### PROBLEM DESCRIPTION
Looking at the data, count the lines where the word "each" occurs and answer with only the number.

(Source data)

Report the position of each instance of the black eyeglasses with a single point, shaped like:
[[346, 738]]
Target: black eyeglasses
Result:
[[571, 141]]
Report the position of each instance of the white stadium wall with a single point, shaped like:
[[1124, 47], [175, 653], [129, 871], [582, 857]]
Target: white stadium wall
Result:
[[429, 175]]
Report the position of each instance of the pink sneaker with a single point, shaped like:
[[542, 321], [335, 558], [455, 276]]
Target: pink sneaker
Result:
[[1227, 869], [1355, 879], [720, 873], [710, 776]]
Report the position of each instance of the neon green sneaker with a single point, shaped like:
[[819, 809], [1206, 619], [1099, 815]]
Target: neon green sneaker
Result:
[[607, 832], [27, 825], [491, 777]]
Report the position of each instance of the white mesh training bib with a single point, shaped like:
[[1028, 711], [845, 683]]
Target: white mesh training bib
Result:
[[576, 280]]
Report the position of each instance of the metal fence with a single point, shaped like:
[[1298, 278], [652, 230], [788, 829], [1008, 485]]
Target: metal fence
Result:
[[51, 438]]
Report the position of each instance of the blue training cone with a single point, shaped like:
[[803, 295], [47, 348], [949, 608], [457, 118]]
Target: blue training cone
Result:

### RESULT OF THIS TASK
7